> _WHAT THE TASK REQUIRES_
Gather each line below that contains the word "electric", and copy every one of those lines in full.

> _RECORDS SUPPLIED_
※ ※ ※
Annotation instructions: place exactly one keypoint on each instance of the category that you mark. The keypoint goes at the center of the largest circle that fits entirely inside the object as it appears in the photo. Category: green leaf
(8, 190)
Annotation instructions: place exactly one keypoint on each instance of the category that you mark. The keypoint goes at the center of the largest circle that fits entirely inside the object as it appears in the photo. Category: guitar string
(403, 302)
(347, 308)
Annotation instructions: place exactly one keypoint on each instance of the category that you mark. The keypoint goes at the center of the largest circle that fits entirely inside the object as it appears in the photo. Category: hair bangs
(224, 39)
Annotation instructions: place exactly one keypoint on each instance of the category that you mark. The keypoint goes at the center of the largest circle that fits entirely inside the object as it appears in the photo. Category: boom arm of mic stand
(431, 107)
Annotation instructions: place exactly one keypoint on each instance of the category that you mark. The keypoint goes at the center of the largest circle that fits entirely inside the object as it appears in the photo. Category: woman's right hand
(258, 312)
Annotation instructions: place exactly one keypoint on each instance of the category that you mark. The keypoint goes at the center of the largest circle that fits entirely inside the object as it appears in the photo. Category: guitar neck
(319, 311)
※ ※ ※
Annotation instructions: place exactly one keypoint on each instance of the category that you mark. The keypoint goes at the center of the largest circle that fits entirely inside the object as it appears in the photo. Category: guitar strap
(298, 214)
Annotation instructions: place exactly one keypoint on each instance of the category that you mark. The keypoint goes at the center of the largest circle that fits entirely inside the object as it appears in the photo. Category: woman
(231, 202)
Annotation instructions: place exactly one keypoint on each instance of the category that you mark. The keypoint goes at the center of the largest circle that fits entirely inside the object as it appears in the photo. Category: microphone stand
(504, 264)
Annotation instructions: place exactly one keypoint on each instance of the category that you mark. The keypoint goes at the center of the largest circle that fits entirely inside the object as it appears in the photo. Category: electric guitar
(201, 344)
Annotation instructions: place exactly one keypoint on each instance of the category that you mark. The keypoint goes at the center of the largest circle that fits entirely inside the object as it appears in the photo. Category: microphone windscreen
※ ※ ※
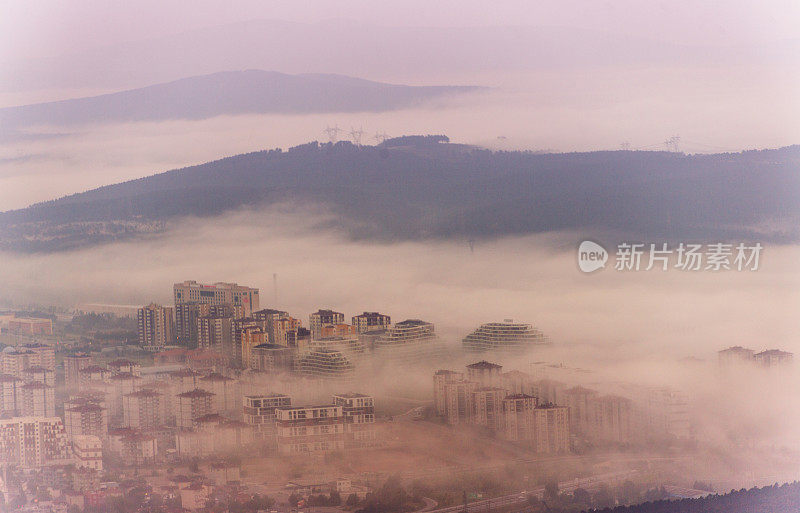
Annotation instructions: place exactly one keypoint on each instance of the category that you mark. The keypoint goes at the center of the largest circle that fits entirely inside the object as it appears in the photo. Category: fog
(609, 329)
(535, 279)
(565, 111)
※ ※ ※
> _SOLUTION BELOW_
Annotation instructions: place exactly one keypoint on each instance of the category that you mark. The keypoint goes at the center of the largest circle that fits entirely inside the object as it appears in the photo. Category: electric guitar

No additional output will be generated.